* _OBJECTIVE_:
Rewrite every line of the records below, requests included, and raise both numbers in each answer's point coordinates by 44. Leave the requests as they are.

— BEGIN ENTRIES SUPPLIED —

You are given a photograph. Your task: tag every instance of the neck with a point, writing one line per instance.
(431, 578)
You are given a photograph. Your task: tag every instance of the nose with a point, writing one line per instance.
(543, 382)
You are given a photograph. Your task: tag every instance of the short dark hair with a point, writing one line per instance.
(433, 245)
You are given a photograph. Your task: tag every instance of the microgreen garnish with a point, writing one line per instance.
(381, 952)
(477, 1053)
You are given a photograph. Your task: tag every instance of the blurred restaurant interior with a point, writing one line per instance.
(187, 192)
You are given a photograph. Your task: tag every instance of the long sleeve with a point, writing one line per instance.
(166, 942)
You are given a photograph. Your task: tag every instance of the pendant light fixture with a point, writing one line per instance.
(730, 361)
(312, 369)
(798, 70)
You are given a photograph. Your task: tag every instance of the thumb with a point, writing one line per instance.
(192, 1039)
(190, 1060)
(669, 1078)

— END ENTRIES SUPPLIED —

* _RESULT BELOW_:
You are given a photograph. Your task: tag every instance of the neck with a point, writing one line per instance.
(475, 622)
You are given a photograph. Your task: tag every instance of the nose with a point, writing one line per instance.
(587, 426)
You are given a photograph. Your task: tag every instance of the short dark hair with a point, writing one line per instance.
(477, 289)
You are given a photograph. Your task: tag every instance of the microgreen garnish with a point, writing one line per instance.
(425, 996)
(521, 1097)
You are given a photograph. Your task: tag every instance of the blurred restaurant interior with a point, writing one line per instance.
(231, 236)
You are given a photograph. Your task: tag every instance of the long sleeve with a point, writing one line per instance.
(210, 986)
You are given a photograph. Your task: tag every instance of the pendant light fixture with a point, writing one line per instance.
(774, 405)
(356, 413)
(842, 114)
You are given a photograph. Your task: tag every instance of the thumb with a point, writing one line per instance.
(236, 1083)
(234, 1104)
(713, 1122)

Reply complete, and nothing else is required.